# Passage
--- --- ---
The Trust Problem: "How Do I Know Your Numbers Are Right?"

If you've ever evaluated a payroll platform, you've asked some version of this question. Maybe during a vendor demo. Maybe during due diligence. Maybe after the first production payrun produced a number that didn't match what your payroll consultant expected. The question is always the same: how do I know your calculations are correct?

The traditional answer from payroll vendors is a variation of "trust us." We've been doing this for twenty years. We have payroll consultants on staff. We're certified. Our clients haven't complained. These are all reasonable signals of competence, but they're not evidence. They're social proof — and social proof doesn't survive an audit.

When a tax authority questions a specific calculation — why is this employee's Solidaritätszuschlag EUR 0 when their income clearly exceeds the Freigrenze? — the correct answer isn't "our system is certified." The correct answer is: here is the test that verifies this exact scenario, here is the input data, here is the expected result, and here is the calculation trace that proves the engine produces it.

That's the premise behind PayrollEx's approach to compliance. Every country regulation ships with a test suite. Not documentation tests. Not sample data. Integration tests — full payrun executions against a running Payroll Engine backend, with explicit expected values for every wage type in the result.

The number: 694 integration tests across 11 countries. Each test defines an employee scenario, runs a payrun against the live calculation engine, and asserts specific expected values for income tax, social security contributions, employer costs, and net pay. Every regulation update must pass all tests before deployment.

This isn't test-driven development in the software engineering sense — though it borrows from that methodology. It's test-driven compliance: the proposition that every statutory calculation should be independently verifiable, and that the proof should ship alongside the product.

For providers, this changes the conversation. Instead of "trust us," the answer becomes "inspect the tests yourself." Instead of a black box that produces payslips, it's a transparent system where every calculation can be traced, reproduced, and challenged.

What a Compliance Test Looks Like

A compliance test in PayrollEx is not a unit test that checks a single function in isolation. It's an end-to-end integration test that exercises the entire calculation pipeline: case data in, payrun execution, results out, assertions verified.

Each test lives in its own folder with three mandatory files:

  • Exchange JSON (.et.json) — The complete test scenario: employee case data, payrun job invocation, and the expected payroll results with specific wage type values
  • Run command (.pecmd) — A single command that executes the test against a running backend
  • README (README.md) — A human-readable calculation walkthrough showing the step-by-step arithmetic for every expected value

The exchange JSON is the machine-readable contract. It declares: "Given this employee with these characteristics, running payroll for this period, the system must produce these exact numbers." The README is the human-readable proof: it shows why those numbers are correct, tracing through statutory formulas, thresholds, and rates.

A Concrete Example: German Income Tax

Consider a test for German Lohnsteuer (income tax). The scenario: an employee in Steuerklasse I (tax class 1, single, no children), earning EUR 3,000 per month, working in a state without Kirchensteuer (church tax). No special circumstances — no company car, no bAV, no Einmalzahlung. A straightforward monthly payrun.
--- --- ---
# Data records
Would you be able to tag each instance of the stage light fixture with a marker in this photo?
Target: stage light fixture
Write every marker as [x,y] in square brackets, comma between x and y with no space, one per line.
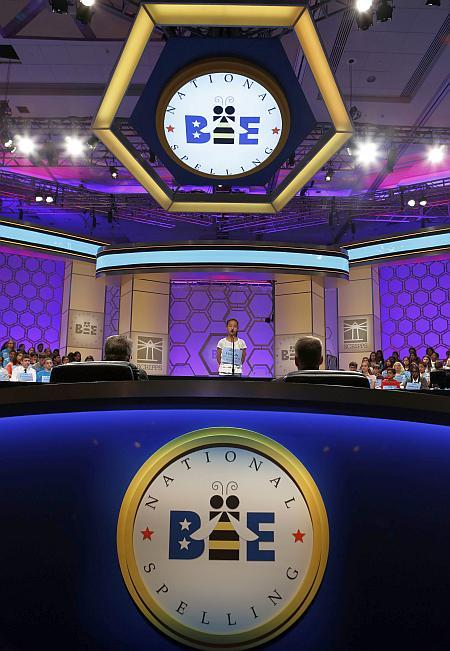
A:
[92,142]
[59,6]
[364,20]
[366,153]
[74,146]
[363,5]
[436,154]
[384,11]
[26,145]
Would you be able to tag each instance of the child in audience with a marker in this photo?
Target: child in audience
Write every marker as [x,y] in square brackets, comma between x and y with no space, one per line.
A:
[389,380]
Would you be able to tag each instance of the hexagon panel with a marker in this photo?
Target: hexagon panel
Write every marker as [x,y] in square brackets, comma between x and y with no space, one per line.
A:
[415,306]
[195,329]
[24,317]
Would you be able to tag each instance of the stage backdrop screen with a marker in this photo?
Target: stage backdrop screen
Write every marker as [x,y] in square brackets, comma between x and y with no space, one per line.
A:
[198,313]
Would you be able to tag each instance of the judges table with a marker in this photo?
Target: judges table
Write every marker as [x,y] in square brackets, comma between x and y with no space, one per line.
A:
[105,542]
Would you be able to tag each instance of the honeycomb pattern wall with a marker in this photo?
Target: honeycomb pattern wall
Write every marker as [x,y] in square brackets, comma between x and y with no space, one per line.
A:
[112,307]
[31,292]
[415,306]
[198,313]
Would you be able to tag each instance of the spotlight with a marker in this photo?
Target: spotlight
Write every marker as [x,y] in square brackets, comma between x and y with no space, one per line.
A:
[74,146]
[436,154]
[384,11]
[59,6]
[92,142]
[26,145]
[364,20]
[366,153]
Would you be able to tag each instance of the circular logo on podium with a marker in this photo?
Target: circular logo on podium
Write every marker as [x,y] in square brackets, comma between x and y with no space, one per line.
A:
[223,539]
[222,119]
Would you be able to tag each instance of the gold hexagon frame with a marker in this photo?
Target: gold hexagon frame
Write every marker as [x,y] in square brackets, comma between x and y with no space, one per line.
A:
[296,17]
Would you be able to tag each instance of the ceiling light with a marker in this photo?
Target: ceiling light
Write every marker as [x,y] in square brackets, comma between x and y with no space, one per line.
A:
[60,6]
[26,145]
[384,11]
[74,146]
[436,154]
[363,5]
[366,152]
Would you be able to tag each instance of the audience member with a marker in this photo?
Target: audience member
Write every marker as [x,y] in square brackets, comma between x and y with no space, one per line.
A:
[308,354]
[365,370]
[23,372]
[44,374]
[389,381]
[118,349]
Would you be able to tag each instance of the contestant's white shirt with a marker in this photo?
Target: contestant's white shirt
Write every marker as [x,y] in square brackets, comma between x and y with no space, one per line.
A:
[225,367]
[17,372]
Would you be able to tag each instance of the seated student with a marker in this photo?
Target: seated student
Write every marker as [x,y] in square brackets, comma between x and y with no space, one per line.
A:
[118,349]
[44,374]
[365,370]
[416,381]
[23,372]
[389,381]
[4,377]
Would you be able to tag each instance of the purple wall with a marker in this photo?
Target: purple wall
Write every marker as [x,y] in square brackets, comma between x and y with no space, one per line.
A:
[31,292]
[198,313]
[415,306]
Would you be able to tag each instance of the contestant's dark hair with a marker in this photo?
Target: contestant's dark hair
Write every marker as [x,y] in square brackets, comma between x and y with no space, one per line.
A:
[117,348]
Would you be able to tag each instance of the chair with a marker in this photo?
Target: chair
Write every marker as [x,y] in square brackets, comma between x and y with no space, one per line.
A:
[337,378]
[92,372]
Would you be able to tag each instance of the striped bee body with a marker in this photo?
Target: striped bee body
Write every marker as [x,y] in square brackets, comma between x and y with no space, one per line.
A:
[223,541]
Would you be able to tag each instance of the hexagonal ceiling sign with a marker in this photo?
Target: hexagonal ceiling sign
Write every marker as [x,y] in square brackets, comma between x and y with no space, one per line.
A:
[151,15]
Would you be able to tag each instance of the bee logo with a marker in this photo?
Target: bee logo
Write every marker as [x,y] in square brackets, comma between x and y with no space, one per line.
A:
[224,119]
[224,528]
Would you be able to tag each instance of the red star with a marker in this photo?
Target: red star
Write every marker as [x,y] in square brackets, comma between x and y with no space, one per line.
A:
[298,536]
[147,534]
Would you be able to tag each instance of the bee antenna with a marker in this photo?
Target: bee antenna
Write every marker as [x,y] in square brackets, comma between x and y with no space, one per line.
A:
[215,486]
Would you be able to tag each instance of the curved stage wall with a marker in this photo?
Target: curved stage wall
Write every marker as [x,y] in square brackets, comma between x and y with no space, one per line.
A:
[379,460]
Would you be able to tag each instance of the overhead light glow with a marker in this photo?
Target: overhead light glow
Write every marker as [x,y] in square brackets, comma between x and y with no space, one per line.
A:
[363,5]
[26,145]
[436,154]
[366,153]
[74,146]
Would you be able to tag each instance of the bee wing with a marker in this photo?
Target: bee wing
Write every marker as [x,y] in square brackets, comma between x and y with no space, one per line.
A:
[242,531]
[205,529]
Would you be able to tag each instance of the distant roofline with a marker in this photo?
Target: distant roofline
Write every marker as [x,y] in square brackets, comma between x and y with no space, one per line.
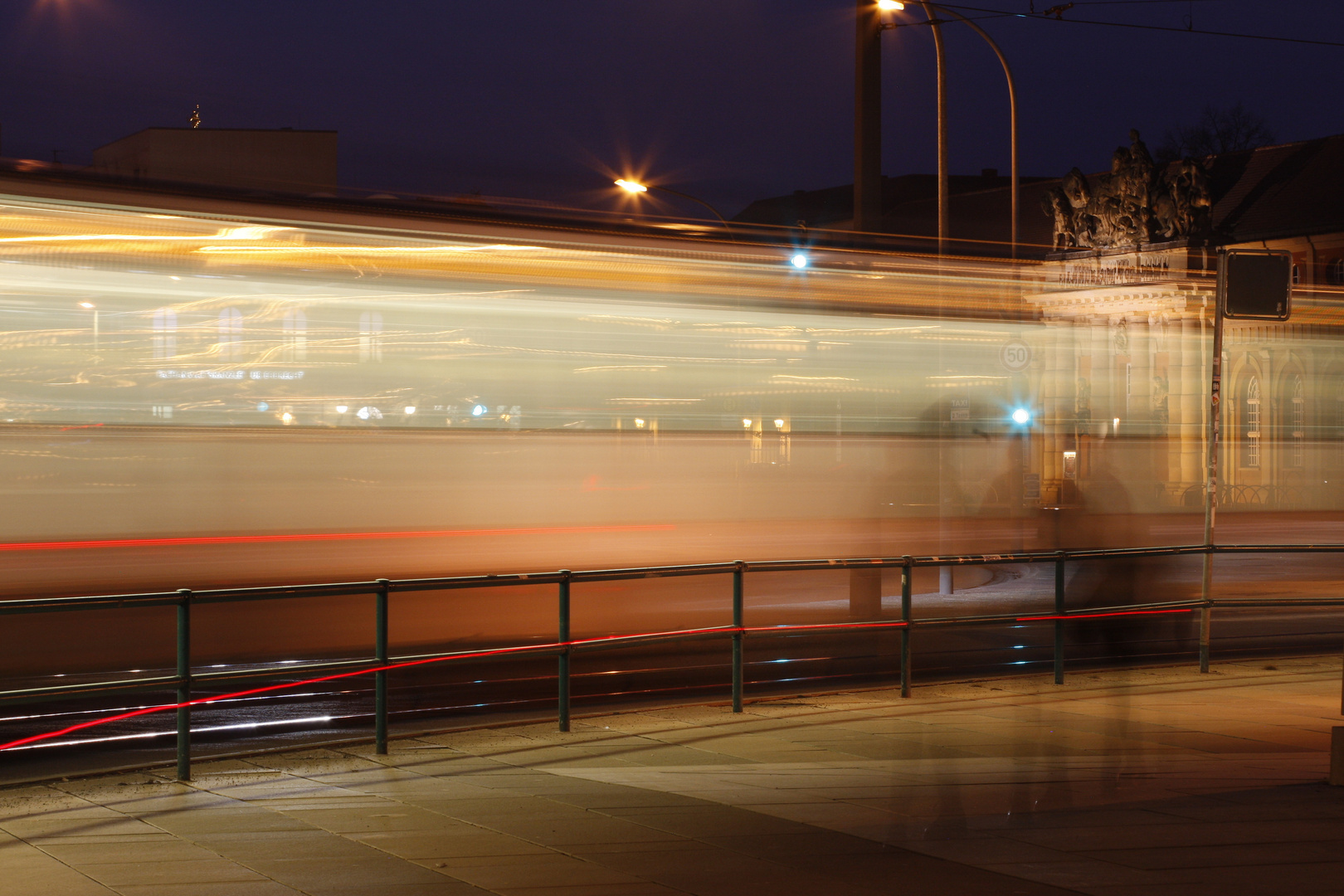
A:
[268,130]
--- --- ---
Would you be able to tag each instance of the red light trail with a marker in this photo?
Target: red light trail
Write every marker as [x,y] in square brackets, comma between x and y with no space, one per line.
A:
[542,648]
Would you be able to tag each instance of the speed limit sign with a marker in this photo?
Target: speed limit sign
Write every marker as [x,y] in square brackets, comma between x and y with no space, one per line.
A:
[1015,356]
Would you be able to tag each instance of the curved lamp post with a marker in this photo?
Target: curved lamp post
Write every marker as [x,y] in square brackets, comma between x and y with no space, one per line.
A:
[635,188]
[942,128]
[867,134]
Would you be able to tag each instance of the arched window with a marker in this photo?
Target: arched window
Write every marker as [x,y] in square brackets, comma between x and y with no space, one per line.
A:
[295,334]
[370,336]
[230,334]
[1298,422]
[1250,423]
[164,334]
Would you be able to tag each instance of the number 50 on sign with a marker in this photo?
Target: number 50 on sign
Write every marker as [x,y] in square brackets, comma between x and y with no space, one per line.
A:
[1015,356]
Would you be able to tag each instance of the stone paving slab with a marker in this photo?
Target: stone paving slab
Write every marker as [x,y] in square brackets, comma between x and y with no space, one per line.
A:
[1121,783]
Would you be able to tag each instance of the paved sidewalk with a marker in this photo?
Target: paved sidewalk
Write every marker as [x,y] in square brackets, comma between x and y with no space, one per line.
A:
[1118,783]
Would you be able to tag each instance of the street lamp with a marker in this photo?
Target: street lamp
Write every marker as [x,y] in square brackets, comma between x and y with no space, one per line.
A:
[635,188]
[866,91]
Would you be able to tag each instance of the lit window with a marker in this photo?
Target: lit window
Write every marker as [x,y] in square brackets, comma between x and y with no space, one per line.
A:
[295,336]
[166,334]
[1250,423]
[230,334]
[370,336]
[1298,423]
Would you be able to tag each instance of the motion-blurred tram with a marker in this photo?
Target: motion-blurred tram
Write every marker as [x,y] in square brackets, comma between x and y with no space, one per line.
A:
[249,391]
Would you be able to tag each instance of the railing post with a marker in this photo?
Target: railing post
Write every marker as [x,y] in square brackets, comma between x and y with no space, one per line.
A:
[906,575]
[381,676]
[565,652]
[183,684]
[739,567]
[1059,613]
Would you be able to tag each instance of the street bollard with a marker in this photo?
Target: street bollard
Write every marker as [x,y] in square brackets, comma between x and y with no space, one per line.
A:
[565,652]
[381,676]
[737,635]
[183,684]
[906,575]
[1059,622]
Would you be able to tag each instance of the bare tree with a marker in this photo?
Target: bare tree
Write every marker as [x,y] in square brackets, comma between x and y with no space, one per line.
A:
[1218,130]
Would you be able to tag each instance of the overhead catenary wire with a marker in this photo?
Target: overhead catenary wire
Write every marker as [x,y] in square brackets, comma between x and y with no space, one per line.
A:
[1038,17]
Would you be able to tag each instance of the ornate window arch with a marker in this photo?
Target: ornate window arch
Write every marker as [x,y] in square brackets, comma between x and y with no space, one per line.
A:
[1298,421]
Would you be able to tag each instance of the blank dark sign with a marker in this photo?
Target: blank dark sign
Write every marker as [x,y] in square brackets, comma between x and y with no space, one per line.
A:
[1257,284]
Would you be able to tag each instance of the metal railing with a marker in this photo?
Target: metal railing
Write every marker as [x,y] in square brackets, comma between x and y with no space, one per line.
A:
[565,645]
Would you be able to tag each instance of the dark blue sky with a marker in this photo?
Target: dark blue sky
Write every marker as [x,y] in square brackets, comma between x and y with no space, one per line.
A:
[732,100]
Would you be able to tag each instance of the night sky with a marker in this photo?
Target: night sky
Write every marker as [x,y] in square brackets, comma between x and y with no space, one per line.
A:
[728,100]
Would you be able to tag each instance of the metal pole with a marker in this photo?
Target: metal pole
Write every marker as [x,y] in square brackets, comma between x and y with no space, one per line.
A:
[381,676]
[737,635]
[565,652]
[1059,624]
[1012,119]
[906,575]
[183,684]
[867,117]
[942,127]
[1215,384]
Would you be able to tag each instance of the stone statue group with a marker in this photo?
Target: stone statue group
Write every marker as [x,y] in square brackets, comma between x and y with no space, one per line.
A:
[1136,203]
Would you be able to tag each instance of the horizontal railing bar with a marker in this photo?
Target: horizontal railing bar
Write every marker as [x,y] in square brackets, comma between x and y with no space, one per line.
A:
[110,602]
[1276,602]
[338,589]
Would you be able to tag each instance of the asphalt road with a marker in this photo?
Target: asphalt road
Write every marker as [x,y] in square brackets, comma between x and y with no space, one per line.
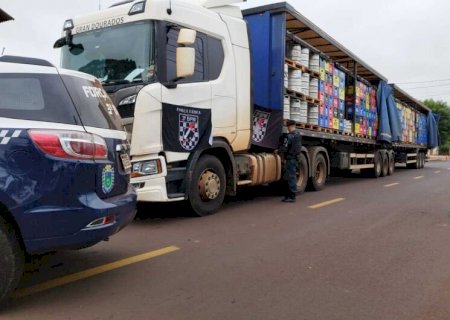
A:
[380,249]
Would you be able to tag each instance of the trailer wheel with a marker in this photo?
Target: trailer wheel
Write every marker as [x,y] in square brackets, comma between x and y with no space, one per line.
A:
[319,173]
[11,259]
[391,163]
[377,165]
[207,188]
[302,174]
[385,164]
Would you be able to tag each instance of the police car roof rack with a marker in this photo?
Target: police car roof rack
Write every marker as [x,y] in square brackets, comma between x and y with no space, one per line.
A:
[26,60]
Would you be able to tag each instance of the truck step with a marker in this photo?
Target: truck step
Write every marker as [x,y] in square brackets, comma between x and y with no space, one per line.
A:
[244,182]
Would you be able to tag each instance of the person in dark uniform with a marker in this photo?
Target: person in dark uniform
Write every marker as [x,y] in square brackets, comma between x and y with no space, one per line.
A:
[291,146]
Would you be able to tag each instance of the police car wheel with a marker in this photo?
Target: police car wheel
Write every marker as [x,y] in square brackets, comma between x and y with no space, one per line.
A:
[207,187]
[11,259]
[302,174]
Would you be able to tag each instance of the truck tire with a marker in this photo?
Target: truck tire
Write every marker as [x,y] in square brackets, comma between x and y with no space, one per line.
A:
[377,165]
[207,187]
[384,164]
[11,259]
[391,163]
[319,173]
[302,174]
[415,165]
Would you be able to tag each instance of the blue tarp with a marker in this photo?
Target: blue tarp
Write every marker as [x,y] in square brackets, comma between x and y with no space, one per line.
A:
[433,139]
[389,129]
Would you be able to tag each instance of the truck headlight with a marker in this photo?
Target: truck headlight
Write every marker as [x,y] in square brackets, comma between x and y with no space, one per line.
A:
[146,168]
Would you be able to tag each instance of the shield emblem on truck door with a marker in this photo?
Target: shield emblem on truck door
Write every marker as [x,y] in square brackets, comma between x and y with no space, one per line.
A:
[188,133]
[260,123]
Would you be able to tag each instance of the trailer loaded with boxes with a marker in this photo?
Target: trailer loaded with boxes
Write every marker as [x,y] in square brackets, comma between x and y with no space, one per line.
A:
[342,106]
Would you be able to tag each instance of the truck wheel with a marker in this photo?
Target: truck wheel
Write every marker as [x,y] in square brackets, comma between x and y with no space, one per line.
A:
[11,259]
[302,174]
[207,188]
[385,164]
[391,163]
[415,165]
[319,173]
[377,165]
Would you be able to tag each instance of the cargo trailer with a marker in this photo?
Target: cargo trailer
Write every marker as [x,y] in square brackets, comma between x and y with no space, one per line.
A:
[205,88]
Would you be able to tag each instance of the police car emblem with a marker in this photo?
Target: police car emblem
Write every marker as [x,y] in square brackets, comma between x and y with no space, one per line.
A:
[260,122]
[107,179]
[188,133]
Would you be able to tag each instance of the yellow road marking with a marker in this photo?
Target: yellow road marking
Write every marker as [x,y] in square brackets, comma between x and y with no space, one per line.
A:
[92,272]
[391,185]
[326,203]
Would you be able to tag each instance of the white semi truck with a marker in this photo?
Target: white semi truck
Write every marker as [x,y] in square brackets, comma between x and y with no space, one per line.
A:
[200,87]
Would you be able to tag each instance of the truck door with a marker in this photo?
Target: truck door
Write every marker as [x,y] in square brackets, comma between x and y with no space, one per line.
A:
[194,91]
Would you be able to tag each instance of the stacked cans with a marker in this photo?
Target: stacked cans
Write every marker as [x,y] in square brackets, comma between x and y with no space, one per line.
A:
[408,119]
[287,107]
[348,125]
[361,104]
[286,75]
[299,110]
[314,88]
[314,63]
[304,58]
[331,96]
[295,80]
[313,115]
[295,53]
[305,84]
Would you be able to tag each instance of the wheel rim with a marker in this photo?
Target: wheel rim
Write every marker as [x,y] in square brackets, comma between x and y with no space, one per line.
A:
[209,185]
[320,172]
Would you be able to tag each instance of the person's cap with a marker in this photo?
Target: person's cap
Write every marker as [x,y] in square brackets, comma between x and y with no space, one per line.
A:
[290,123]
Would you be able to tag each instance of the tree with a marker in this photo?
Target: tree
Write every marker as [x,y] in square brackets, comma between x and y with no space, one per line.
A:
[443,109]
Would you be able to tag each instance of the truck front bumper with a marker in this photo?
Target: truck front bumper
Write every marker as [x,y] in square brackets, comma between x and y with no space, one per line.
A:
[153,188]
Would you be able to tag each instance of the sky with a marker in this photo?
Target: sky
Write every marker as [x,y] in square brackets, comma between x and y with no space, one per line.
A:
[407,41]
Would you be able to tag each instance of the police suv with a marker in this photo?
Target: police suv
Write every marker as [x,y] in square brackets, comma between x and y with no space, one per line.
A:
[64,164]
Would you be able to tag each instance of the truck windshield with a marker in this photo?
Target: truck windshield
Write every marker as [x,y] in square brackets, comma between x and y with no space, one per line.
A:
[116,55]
--- --- ---
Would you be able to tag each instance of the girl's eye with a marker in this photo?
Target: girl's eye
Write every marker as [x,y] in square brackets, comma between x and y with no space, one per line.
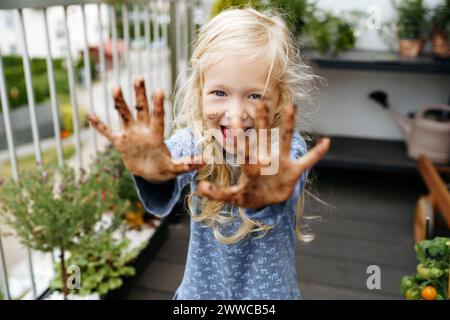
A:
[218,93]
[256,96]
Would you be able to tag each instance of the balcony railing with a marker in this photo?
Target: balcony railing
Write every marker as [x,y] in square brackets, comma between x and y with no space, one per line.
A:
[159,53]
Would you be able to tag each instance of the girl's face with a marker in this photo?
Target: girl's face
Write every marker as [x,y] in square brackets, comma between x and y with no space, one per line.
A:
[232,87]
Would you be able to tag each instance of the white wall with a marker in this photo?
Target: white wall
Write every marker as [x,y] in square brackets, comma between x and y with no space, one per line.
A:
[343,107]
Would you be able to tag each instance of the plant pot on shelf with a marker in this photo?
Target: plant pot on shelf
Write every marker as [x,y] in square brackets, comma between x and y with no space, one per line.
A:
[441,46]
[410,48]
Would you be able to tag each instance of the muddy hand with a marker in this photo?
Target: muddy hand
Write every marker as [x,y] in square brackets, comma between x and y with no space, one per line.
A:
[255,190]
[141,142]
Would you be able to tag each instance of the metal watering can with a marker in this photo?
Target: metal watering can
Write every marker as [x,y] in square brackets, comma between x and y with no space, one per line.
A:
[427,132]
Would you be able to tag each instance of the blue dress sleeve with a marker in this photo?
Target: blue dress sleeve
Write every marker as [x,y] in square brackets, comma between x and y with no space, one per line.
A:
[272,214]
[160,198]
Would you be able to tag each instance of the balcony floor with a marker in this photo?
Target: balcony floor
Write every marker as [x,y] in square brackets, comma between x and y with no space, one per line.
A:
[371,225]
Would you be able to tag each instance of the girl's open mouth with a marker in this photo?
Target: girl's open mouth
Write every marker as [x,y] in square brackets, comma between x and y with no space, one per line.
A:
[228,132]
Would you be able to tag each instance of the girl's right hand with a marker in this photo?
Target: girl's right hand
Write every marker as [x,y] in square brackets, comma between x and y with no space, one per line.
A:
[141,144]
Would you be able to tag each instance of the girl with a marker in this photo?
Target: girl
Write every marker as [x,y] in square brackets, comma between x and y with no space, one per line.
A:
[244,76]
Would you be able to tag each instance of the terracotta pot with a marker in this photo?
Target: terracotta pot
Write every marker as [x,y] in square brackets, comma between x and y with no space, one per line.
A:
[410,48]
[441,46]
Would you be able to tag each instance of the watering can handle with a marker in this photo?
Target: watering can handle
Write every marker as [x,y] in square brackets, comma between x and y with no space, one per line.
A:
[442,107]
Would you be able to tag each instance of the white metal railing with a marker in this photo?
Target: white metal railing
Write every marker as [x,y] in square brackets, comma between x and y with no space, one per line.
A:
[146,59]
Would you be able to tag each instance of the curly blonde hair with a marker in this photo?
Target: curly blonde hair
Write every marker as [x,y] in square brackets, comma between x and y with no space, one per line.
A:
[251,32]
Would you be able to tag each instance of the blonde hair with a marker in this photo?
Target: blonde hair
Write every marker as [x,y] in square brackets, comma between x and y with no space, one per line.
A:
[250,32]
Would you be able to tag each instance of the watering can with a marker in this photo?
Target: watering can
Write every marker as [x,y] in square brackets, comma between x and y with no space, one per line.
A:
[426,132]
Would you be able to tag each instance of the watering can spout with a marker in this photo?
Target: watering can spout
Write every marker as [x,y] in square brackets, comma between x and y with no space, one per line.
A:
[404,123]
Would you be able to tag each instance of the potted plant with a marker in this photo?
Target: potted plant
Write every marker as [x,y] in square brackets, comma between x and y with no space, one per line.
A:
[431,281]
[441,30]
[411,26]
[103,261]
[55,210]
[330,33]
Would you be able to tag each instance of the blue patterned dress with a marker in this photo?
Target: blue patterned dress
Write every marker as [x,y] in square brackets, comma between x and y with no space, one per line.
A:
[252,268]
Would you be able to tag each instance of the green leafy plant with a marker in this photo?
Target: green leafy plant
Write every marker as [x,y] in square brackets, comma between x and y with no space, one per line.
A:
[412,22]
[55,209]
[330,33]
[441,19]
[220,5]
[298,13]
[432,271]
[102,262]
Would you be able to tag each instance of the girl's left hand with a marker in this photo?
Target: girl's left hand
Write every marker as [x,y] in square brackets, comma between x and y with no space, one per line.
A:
--- --- ---
# Actions to take
1 - List every file that the article on payroll compliance testing says each test folder must hold, with its file name or extension.
2 - Using the article on payroll compliance testing, answer these questions:
(a) How many integration tests are there, and across how many countries?
(b) What does the README in each test folder show?
(c) In the German income tax example, how much does the employee earn each month?
3 - Write the next part of the article on payroll compliance testing, picking up right after its last sentence.

# Set of answers
1 -
Exchange JSON (.et.json)
Run command (.pecmd)
README (README.md)

2 -
(a) 694 integration tests across 11 countries.
(b) The step-by-step arithmetic for every expected value.
(c) EUR 3,000 per month.

3 -
The exchange JSON defines the employee's case values: tax class, monthly salary, social insurance category, health insurance type (gesetzlich), state of employment. It specifies the payrun period (January 2026) and the expected results: Lohnsteuer, Solidaritätszuschlag, KV/PV/RV/AV contributions (employee and employer shares), Umlage costs, and net pay.

The README traces the arithmetic. For Lohnsteuer, it follows the Programmablaufplan (PAP) published by the German Federal Ministry of Finance — the official algorithm that every German payroll system must implement. The PAP takes annual gross income, subtracts Werbungskostenpauschale, Sonderausgabenpauschale, and the Vorsorgepauschale (itself a multi-step calculation involving KV, PV, RV, and AV contributions), applies the tax tariff formula, and produces annual income tax. Divide by twelve for the monthly value.

For social security, the README shows each contribution: the applicable rate, the Beitragsbemessungsgrenze (contribution ceiling), whether the employee's salary is above or below the ceiling, and the resulting contribution for both employee and employer. Each number traces back to a statutory parameter stored in a versioned data regulation.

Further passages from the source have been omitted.